◆ **Aim**:
Reproduce these lines word for word, starting with the line that contains "One point lands on every instance of the white bowl, laid" and going on through the line that contains "pixel 119 130".

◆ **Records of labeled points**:
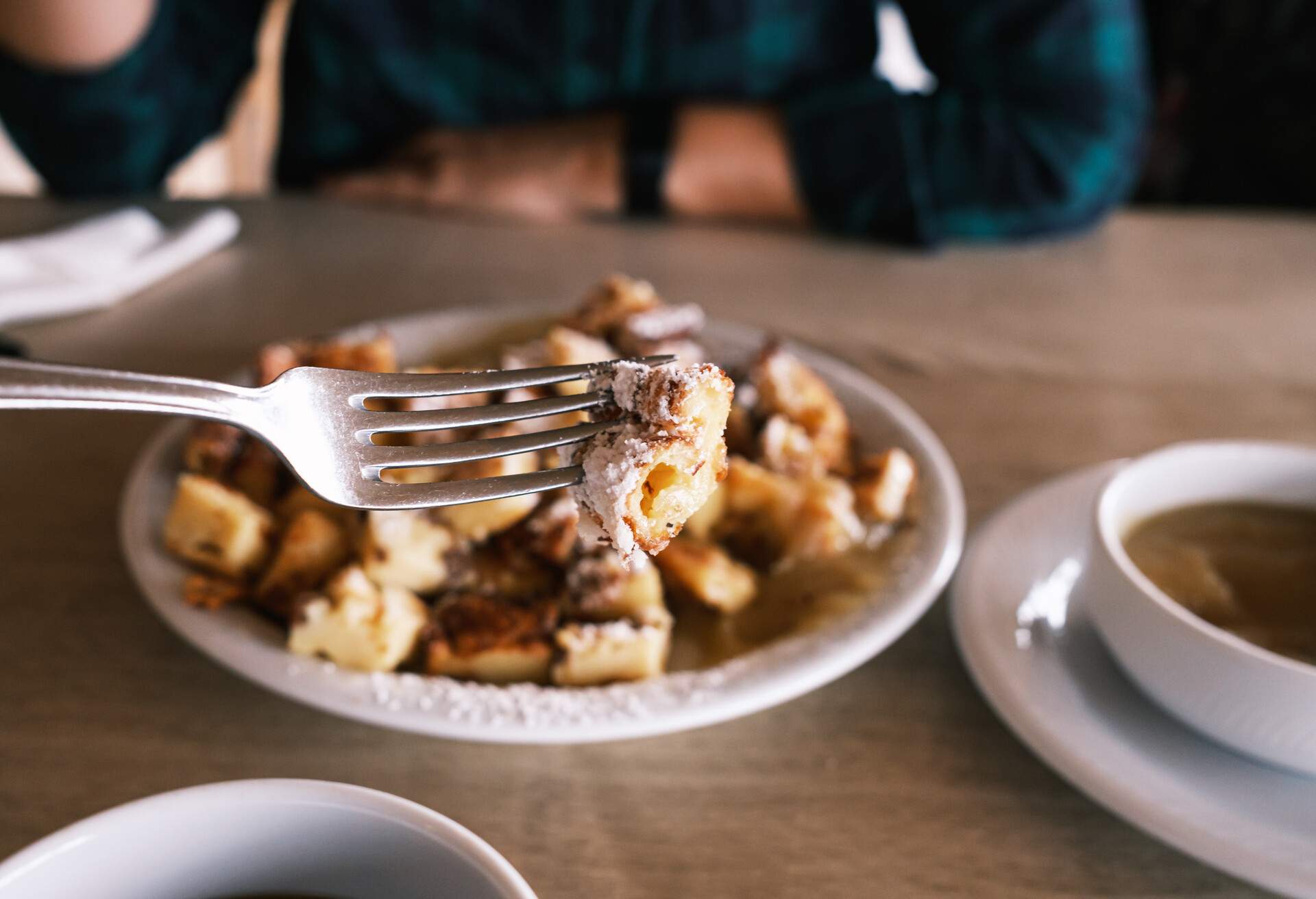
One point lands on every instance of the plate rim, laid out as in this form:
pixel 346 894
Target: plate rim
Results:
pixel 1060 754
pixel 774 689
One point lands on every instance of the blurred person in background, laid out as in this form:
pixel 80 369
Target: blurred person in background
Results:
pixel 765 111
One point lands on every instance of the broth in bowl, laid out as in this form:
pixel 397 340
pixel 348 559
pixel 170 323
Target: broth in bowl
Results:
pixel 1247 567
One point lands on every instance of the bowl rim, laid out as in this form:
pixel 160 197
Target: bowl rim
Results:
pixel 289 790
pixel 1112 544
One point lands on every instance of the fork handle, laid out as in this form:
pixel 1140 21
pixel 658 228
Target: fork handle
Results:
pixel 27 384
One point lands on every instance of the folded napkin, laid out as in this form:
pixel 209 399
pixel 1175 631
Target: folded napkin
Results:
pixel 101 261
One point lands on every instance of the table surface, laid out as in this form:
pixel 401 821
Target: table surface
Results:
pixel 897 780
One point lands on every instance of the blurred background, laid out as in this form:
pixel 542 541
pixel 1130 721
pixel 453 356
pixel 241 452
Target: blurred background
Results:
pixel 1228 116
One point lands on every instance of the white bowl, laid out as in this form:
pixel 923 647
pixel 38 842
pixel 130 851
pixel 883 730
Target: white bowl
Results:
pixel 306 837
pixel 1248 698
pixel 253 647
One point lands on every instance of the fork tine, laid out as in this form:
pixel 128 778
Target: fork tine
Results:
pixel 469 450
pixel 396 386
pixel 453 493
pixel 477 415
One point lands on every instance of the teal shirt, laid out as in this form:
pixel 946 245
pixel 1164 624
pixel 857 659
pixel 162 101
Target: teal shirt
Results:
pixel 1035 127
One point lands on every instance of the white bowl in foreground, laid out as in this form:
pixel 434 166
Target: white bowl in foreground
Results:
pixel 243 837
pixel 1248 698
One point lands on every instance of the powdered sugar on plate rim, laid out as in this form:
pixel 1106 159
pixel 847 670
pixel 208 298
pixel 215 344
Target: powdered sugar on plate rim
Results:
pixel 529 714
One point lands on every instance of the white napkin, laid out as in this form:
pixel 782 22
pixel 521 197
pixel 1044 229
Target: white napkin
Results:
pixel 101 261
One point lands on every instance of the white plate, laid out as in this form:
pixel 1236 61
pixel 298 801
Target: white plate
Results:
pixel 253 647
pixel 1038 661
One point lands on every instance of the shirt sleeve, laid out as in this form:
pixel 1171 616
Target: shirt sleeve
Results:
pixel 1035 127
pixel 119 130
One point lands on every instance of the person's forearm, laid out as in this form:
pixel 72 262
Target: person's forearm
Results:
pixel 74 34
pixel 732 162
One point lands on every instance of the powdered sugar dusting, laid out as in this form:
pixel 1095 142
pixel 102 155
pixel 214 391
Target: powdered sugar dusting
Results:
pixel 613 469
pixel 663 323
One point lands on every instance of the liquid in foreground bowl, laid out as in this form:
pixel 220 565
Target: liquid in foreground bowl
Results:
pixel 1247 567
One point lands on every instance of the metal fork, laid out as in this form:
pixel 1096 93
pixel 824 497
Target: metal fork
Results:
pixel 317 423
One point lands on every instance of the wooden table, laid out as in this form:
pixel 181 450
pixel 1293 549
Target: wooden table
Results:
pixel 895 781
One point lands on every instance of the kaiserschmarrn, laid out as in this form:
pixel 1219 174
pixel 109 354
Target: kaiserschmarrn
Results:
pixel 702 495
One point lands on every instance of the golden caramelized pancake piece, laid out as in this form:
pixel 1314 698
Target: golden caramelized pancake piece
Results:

◆ **Problem solution**:
One point lands on every instance of the white bowl, laid out as in this form:
pixel 923 647
pixel 38 842
pixel 130 851
pixel 883 730
Target: white bowl
Results:
pixel 306 837
pixel 1248 698
pixel 253 647
One point lands on every instance of the fork tine, laid out as in this form:
pixel 128 778
Target: fork tine
Results:
pixel 469 450
pixel 396 386
pixel 453 493
pixel 477 415
One point lands on every instance of the teal shirt, laid out as in this form:
pixel 946 245
pixel 1164 624
pixel 857 659
pixel 162 101
Target: teal shirt
Results:
pixel 1035 127
One point lands on every instance of the white bowl in foreground, laid out as in this form:
pixel 434 166
Target: white bowl in foreground
Results:
pixel 243 837
pixel 1248 698
One point lands on every instance of the powdered sugar on plate rim, laid out as in this form:
pixel 1106 159
pixel 847 670
pixel 208 298
pixel 215 344
Target: powdered sugar on plate rim
Results:
pixel 529 714
One point lands on every instance of the white napkin, laid out as in this form:
pixel 782 22
pixel 521 197
pixel 1044 229
Target: white napkin
Results:
pixel 101 261
One point lands on every instance of the white plate, laid out as in this form:
pixel 1236 61
pixel 298 801
Target: white plate
Results:
pixel 253 647
pixel 1038 661
One point lands on every instance of the shirt sleeve, laid out as in this form:
pixel 1171 616
Target: shirt sleeve
Results:
pixel 1035 127
pixel 119 130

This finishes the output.